→ TEXT SHOWN
····················
Summary. All through life we find this same dependence of the individual upon others. To others we owe our hereditary traits and characteristics; and from others, to a large extent, come our surroundings, food, clothing, shelter, amusements, protection, and education. If we are so indebted, so dependent, can we do anything to pay back the obligation? Or, like parasites, do we live wholly on others and give nothing in return?

QUESTIONS AND PROBLEMS

1. Make a list of the persons who were of any direct service to you today; of indirect service. Can you live without the help of others?

2. One of the rules of good health is, Breathe deeply and freely of pure air. Can you obey this rule without the aid of others?

3. Do wild animals depend on one another? Illustrate.

4. Give illustrations showing how we depend upon the past. 5. Do we depend on others more than the early colonists did? Explain.

6. After Robinson Crusoe had been wrecked on his lonely island was he dependent in any way upon other people?

7. Compare the dependence on others of a city resident and a farmer. For what does the city resident depend wholly on others? For what does the farmer depend on others?

8. When Chicago constructed a drainage canal from Lake Michigan to the Mississippi River she lowered the level of the lake ten inches (let us suppose). Did this canal make any difference to the inhabitants of Milwaukee? the inhabitants of St. Louis?

9. How did the interdependence of nations lead to the discovery of America ?

10. Strictly speaking, is there such a thing as a self-made man? Explain.
····················
→ DATASET ROWS

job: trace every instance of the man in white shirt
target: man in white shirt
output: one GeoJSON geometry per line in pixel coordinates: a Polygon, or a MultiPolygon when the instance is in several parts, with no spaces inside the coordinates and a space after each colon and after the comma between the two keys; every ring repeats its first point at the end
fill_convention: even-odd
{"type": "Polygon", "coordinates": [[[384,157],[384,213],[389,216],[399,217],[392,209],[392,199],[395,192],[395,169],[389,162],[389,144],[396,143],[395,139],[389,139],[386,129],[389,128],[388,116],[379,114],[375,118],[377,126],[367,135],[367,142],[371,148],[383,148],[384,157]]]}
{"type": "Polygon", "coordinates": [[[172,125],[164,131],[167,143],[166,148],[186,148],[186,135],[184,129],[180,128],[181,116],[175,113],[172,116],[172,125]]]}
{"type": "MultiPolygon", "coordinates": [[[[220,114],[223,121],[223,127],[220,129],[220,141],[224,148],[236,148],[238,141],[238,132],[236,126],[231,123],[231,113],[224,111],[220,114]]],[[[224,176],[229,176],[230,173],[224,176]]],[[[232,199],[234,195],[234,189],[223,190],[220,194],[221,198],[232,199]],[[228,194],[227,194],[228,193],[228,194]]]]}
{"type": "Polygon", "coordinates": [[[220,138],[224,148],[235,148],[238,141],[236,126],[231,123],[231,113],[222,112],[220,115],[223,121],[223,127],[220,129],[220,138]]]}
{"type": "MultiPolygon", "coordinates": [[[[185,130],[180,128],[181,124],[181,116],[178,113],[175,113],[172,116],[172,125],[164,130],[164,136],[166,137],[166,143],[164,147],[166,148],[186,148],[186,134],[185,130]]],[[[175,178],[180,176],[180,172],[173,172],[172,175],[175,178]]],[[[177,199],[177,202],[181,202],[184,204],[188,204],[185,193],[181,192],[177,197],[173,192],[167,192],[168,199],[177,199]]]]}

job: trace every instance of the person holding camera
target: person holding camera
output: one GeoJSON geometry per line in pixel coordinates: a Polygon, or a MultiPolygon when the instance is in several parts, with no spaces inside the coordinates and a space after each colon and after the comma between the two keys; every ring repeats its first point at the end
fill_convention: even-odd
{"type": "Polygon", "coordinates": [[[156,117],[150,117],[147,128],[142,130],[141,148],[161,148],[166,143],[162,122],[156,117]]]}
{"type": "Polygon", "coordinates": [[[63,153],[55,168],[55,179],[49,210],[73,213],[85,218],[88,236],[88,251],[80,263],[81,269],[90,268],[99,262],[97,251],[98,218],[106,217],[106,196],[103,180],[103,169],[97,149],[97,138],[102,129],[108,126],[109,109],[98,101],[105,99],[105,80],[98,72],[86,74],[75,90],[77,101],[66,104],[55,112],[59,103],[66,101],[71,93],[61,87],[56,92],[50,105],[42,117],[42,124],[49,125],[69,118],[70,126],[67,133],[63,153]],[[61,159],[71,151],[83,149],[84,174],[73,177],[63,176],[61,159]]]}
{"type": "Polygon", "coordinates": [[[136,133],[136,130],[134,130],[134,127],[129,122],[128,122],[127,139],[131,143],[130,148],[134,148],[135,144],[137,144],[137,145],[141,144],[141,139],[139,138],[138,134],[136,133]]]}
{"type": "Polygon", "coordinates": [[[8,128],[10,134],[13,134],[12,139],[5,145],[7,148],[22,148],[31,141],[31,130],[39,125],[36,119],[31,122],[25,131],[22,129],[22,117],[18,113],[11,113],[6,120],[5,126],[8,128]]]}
····················
→ TO-DO LIST
- A) Answer these about the text on dependence on others:
(i) What is the first thing the summary says we owe to others?
(ii) Which rule of good health is quoted in question 2?
(iii) In question 8, between which two bodies of water did Chicago build its drainage canal?
- B) Pick up the text on dependence on others after its final line and carry it on from there.

→ EXERCISE RESULTS
- A)
(i) Our hereditary traits and characteristics.
(ii) Breathe deeply and freely of pure air.
(iii) From Lake Michigan to the Mississippi River.

- B)
SECTION II. How OTHERS DEPEND ON ME

Danger of hasty conclusions. You may have heard the old story of the six blind men who once went to visit the elephant. As it happened, one of them touched only its tusk, another its trunk, the third its side, the fourth its knee, the fifth its ear, and the sixth its tail. Some time later they were talking about the strange beast. The first said that it was hard and smooth and sharp like a spear, the second that it was very like a large snake, the third that it was like a rough wall, the fourth that it was round like a tree, the fifth that it resembled a fan, and the last insisted that it was exactly like a rope. As often happens in such cases the argument ended in a quarrel.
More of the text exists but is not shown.